原文節選:
○ ○ ○ ○ ○ ○ ○
基於這種認識,達摩及其弟子們既反對執著有見,也反對偏執空的斷見,但側重點是反對有見。《四行論》24段有一段問答:“聞師言,不著有,即不取不有;不著相,即不取不無相;不著生,即不取無生,此是利根人。”其中的“即”字當是“亦”之誤。意爲既不執著於有、相、生,亦不執著於不有、無相、無生,對事物應持相即不二的見解。與此類推,也反對持有善惡、邪正、貴賤等差別的觀念。《四行論》23段說,“無心分別,名爲正,有心解法,名爲邪;乃至不覺邪正”。《四行論》19段說:“今若依佛法僧行道時,不得有善惡、好醜、因果、是非、持戒、破戒等見。若人作如是計較者,皆是迷惑。”認爲有這樣的見解,就會產生利害得失的思想,有所追求,有所回避,永遠不得解脫。基於渚法性空的認識,也反對執著文字,認爲文字是“巧偽”的產物,從文字中修道、解法“氣力弱”,佛的智慧是“不可說示人”的。
(三)說“即心是道”,修行應著眼內心的覺悟
從整體上來看,達摩及其弟子雖受般若中觀思想較大的影響,但在關於心性問題上顯然是吸收了《楞伽經》和《大涅盤》的思想。首先在心與客觀世界、人的精神世界的關系上,認爲心是本源,造現一切,並決定人的迷悟。《四行論》經常引用《楞伽經》中的“自心現量”加以發揮,說如是迷惑“自心觀量”,便不知“境界從自心起”,產生有無之見(《四行論19段)。又說:“是妄想顛倒,不了自心現境界,名爲波浪心”(48段)。這段意思是取自《楞伽經》卷一、卷二,說第八識“識藏”(如來藏受熏染所變),如同大海一般,由於受到“境界風”(妄想煩惱)吹動,便產生諸識作用和虛假萬像,如同海浪顯現。因心性爲空,說它是覺是迷,便是虛妄分別。既然“心體無體,是法體”,那麼說它在一種情況下是妄想,在另一種情況下是般若心、菩提心、涅盤心等,就陷入“妄想顛倒”(48段)。作爲本體之心(此指如來藏)又是“道體”、“法界體”,是真如、法性、菩提……是人覺悟的內在依據。
○ ○ ○ ○ ○ ○ ○
記錄資料:
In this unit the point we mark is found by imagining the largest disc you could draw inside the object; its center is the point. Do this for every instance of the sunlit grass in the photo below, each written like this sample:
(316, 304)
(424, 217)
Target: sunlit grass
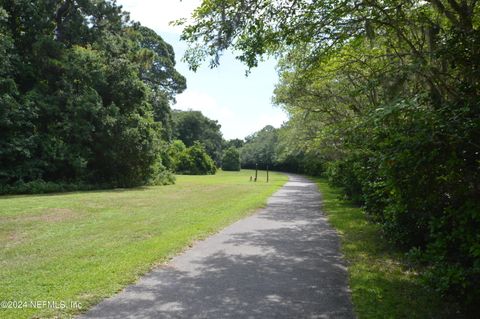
(85, 246)
(382, 284)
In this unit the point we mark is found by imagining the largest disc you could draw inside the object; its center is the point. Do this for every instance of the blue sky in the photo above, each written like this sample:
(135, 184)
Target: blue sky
(241, 104)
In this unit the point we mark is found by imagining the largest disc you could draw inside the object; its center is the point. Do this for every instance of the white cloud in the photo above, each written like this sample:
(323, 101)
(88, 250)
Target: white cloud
(156, 14)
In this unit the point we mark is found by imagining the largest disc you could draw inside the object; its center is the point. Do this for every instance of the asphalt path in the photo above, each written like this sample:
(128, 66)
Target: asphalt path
(281, 262)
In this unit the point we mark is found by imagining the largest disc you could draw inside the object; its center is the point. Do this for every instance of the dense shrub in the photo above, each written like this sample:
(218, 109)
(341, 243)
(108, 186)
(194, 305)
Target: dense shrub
(231, 160)
(194, 160)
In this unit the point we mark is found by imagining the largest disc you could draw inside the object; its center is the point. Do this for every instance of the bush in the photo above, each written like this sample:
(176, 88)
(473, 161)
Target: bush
(418, 177)
(195, 161)
(231, 160)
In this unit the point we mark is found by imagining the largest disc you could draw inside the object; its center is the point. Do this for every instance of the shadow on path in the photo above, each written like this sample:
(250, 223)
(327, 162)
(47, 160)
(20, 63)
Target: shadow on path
(283, 262)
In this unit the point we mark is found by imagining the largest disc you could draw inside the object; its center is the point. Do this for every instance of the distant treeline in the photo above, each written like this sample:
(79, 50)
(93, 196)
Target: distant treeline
(85, 100)
(384, 99)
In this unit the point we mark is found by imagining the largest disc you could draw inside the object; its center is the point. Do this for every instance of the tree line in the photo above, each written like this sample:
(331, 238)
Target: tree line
(383, 99)
(85, 98)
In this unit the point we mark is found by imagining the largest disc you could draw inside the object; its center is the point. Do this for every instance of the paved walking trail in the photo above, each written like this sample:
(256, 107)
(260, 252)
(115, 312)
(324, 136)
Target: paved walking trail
(282, 262)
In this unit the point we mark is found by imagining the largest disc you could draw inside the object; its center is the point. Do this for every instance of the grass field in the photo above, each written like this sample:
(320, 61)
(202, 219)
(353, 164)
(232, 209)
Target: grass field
(84, 246)
(382, 283)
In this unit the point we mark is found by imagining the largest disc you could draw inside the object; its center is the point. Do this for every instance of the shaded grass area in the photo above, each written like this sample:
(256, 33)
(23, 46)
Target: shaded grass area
(85, 246)
(382, 283)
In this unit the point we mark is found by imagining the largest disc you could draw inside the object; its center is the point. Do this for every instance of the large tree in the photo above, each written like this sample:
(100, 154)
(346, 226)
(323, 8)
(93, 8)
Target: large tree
(387, 92)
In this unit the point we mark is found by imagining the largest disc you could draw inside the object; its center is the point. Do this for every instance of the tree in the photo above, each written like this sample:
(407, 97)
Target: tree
(193, 126)
(259, 148)
(236, 143)
(231, 160)
(378, 90)
(195, 161)
(84, 94)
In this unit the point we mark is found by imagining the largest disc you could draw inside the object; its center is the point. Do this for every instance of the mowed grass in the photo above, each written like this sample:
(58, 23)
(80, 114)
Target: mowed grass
(382, 283)
(85, 246)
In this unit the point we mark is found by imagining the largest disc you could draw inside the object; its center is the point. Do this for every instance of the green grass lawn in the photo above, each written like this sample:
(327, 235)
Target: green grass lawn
(382, 284)
(85, 246)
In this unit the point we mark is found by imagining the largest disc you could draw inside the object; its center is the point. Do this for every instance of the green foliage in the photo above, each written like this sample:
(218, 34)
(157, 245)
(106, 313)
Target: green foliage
(384, 95)
(59, 240)
(84, 95)
(193, 126)
(194, 160)
(259, 148)
(231, 160)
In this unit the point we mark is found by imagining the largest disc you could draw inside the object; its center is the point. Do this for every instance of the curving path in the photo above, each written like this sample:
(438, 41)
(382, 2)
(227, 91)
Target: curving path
(282, 262)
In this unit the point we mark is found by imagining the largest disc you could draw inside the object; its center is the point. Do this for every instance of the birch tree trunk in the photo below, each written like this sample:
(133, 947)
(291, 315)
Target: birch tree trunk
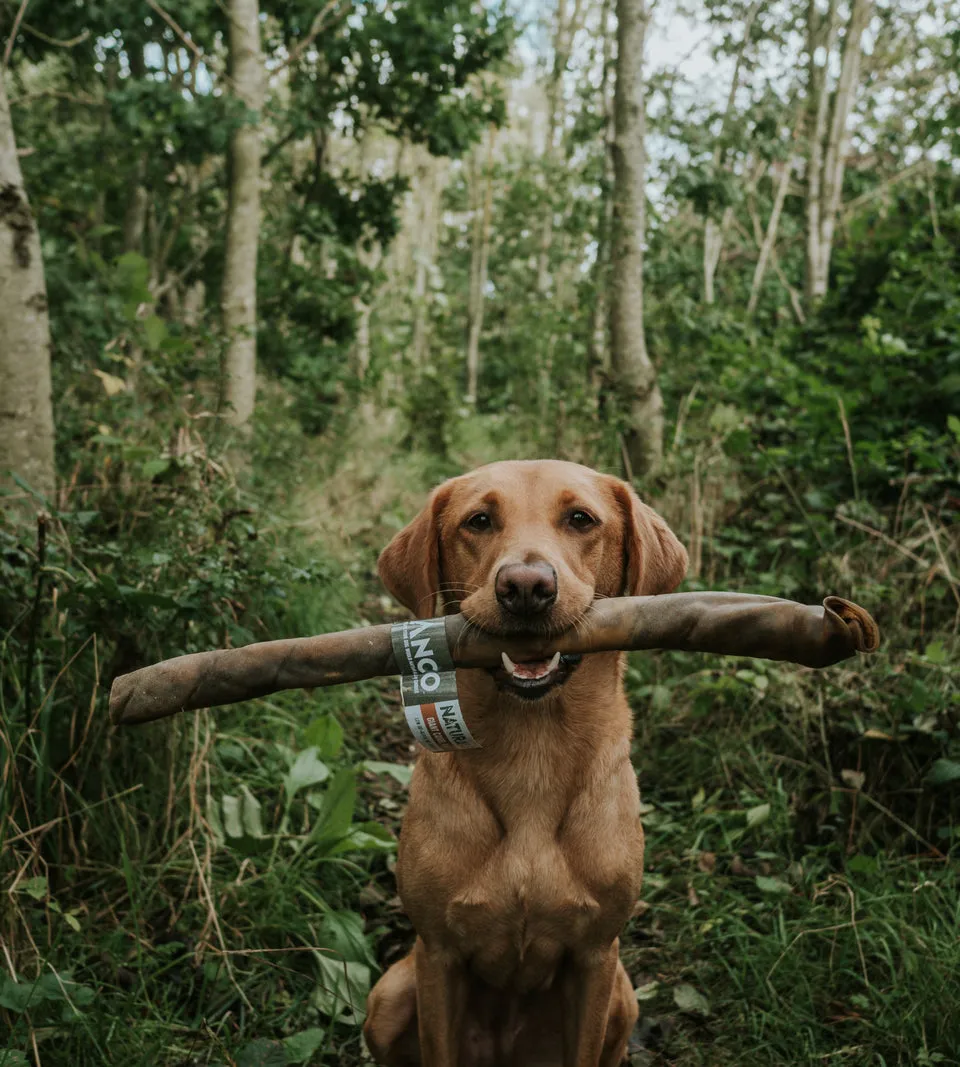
(829, 140)
(428, 190)
(566, 30)
(26, 405)
(239, 295)
(770, 236)
(715, 234)
(480, 253)
(597, 351)
(636, 378)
○ ○ ○ ○ ○ ○ ○
練習題目:
請修改原文節選中的一段:從含有“基於這種認識,達摩及其弟子們”的地方開始,到“菩提……是人覺悟的內在依據。”為止,重新寫出這段文字,並把其中的“達摩”改為“菩提達摩”。

參考答案:
基於這種認識,菩提達摩及其弟子們既反對執著有見,也反對偏執空的斷見,但側重點是反對有見。《四行論》24段有一段問答:“聞師言,不著有,即不取不有;不著相,即不取不無相;不著生,即不取無生,此是利根人。”其中的“即”字當是“亦”之誤。意爲既不執著於有、相、生,亦不執著於不有、無相、無生,對事物應持相即不二的見解。與此類推,也反對持有善惡、邪正、貴賤等差別的觀念。《四行論》23段說,“無心分別,名爲正,有心解法,名爲邪;乃至不覺邪正”。《四行論》19段說:“今若依佛法僧行道時,不得有善惡、好醜、因果、是非、持戒、破戒等見。若人作如是計較者,皆是迷惑。”認爲有這樣的見解,就會產生利害得失的思想,有所追求,有所回避,永遠不得解脫。基於渚法性空的認識,也反對執著文字,認爲文字是“巧偽”的產物,從文字中修道、解法“氣力弱”,佛的智慧是“不可說示人”的。
(三)說“即心是道”,修行應著眼內心的覺悟
從整體上來看,菩提達摩及其弟子雖受般若中觀思想較大的影響,但在關於心性問題上顯然是吸收了《楞伽經》和《大涅盤》的思想。首先在心與客觀世界、人的精神世界的關系上,認爲心是本源,造現一切,並決定人的迷悟。《四行論》經常引用《楞伽經》中的“自心現量”加以發揮,說如是迷惑“自心觀量”,便不知“境界從自心起”,產生有無之見(《四行論19段)。又說:“是妄想顛倒,不了自心現境界,名爲波浪心”(48段)。這段意思是取自《楞伽經》卷一、卷二,說第八識“識藏”(如來藏受熏染所變),如同大海一般,由於受到“境界風”(妄想煩惱)吹動,便產生諸識作用和虛假萬像,如同海浪顯現。因心性爲空,說它是覺是迷,便是虛妄分別。既然“心體無體,是法體”,那麼說它在一種情況下是妄想,在另一種情況下是般若心、菩提心、涅盤心等,就陷入“妄想顛倒”(48段)。作爲本體之心(此指如來藏)又是“道體”、“法界體”,是真如、法性、菩提……是人覺悟的內在依據。